[TASK DESCRIPTION]
Each line below should be copied exactly as it stands.

[INPUT RECORDS]
▼
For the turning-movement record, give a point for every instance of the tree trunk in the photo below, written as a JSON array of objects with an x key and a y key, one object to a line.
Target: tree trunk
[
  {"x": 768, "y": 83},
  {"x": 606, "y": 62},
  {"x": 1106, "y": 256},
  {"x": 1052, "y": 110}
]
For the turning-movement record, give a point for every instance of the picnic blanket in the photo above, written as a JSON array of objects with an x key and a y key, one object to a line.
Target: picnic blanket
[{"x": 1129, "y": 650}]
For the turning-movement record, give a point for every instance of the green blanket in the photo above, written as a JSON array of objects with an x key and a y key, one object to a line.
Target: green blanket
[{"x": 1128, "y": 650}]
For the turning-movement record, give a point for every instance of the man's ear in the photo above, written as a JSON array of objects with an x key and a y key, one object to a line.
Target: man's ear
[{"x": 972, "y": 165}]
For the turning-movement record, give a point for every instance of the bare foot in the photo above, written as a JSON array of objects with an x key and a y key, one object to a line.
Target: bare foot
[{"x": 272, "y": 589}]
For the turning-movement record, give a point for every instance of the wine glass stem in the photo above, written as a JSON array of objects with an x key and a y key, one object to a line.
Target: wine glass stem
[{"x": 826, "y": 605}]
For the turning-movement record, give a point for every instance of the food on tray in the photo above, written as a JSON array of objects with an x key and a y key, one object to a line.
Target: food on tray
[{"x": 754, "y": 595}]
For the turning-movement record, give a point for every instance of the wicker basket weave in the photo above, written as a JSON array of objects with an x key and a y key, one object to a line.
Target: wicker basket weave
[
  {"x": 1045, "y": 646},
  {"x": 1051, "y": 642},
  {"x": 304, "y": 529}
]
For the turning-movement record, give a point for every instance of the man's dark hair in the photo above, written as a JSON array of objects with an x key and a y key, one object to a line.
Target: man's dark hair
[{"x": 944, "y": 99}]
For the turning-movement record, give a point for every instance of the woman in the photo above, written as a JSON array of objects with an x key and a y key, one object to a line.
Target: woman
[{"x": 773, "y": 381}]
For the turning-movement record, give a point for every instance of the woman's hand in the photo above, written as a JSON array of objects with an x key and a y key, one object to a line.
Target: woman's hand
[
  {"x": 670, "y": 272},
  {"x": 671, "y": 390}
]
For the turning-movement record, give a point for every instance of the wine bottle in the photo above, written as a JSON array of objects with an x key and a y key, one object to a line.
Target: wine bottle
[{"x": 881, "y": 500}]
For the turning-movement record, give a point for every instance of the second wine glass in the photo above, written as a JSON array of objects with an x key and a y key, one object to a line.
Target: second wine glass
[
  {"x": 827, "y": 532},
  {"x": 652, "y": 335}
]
▲
[EXERCISE SOLUTION]
For the turning-movement record, give a point for every instance of the tree trunk in the photo below, written as a JSON array of objects with an x key and a y key, one object to a line.
Target: tree trunk
[
  {"x": 768, "y": 83},
  {"x": 606, "y": 62},
  {"x": 1106, "y": 256},
  {"x": 1052, "y": 110}
]
For the turning-movement record, give a point for every instance of the picnic blanket in the photo above, written as a JSON array of objects with an x key and a y key, one object to a line.
Target: picnic blanket
[{"x": 1129, "y": 650}]
For the turning-movement record, give a point for every instance of the green blanket in the photo above, written as a JSON array of objects with an x key and a y key, one object to a line.
Target: green blanket
[{"x": 1128, "y": 650}]
For the turning-movement record, give a point for every instance of the man's ear in the photo above, written as a JSON array of objects with an x key and a y key, one object to a line.
Target: man's ear
[{"x": 972, "y": 165}]
For the turning-movement record, give a point for every instance of the bare foot in the photo above, written as a JSON array of objects with an x key and a y key, one object to a line.
Target: bare foot
[{"x": 272, "y": 589}]
For the turning-movement record, give a point for every instance of the wine glass stem in the photo above, written as a JSON array of objects with an x key and a y key, one object to a line.
Target: wine glass stem
[{"x": 826, "y": 605}]
For the turning-movement record, give a point for every instance of the food on tray in the photo above, written as a JSON array of objects with an x key and a y key, one object to a line.
Target: food on tray
[{"x": 754, "y": 595}]
For the turning-movement record, give a point for every instance of the wicker basket weave in the photo above, written as a JSON array of objects with an x key and a y key, one object to a line.
Target: wicker basket weave
[
  {"x": 1045, "y": 646},
  {"x": 1051, "y": 642},
  {"x": 304, "y": 529}
]
For the turning-movement record, give a point for every instance of the man's dark hair in the photo above, written as a JSON array of objects with an x key and a y key, one object to a line.
Target: man's dark hair
[{"x": 944, "y": 99}]
For the turning-movement record, give a point for every instance of the woman in the photo above, written as a JSON array of objects with an x key and a y key, one object to a line.
Target: woman
[{"x": 773, "y": 381}]
For the turning-movement record, give a point for every instance of the woman's hand in the photo above, written as a JSON array of objects with an x key and a y key, one object to a line.
Target: woman's hand
[
  {"x": 670, "y": 272},
  {"x": 671, "y": 390}
]
For the turning-movement record, give a point for every instance of the wine bottle in the photo above, written as a JSON array of objects with an x key and a y key, one object to a line.
Target: wine bottle
[{"x": 881, "y": 500}]
For the turning-movement record, give a point for every instance of the second wine glass in the photo above, written as a JSON array of objects with an x key and a y key, one object to a line.
Target: second wine glass
[
  {"x": 827, "y": 532},
  {"x": 652, "y": 335}
]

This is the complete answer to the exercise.